Task to complete: Please go line by line through the material and copy each one containing the word "green".

[[ The data, beginning ]]

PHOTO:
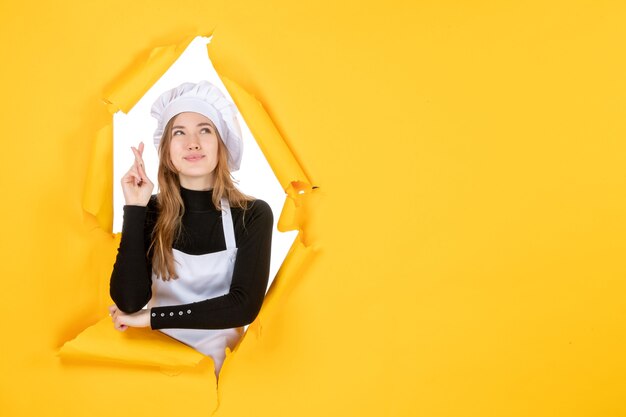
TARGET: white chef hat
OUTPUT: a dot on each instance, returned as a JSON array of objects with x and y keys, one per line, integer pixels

[[ The data, end ]]
[[ The data, beginning ]]

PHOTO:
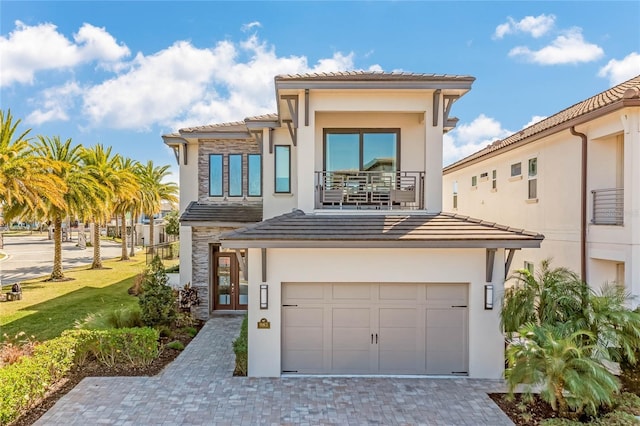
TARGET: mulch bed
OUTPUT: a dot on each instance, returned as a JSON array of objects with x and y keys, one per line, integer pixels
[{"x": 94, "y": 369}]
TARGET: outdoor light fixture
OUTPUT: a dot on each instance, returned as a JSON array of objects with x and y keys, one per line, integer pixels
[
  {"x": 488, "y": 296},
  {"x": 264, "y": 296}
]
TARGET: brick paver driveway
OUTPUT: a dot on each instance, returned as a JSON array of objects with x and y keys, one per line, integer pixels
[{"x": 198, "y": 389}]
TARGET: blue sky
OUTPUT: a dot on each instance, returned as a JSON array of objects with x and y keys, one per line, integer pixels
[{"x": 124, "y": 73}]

[[ The data, end ]]
[[ The data, beginning ]]

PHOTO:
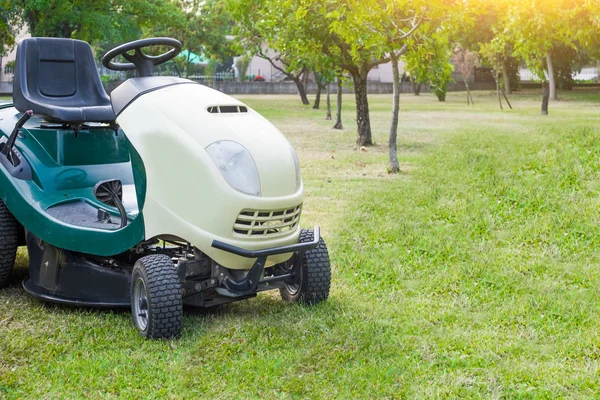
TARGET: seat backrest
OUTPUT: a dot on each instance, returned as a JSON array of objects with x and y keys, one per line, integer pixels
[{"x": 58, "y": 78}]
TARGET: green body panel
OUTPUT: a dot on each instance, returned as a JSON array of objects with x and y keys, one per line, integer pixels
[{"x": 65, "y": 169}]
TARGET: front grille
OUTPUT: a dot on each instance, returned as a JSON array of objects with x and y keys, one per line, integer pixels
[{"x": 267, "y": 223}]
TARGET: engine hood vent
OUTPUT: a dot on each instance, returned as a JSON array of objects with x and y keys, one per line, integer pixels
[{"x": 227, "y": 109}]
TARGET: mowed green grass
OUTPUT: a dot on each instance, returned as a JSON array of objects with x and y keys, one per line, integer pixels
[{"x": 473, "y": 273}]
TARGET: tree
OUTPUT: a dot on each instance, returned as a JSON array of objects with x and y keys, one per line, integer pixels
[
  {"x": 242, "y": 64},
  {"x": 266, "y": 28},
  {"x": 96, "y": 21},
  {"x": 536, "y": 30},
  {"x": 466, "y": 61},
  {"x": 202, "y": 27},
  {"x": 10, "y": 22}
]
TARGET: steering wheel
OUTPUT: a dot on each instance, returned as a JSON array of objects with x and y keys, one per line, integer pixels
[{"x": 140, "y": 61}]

[[ The data, end ]]

Result:
TARGET: green body panel
TARGET: mowed green grass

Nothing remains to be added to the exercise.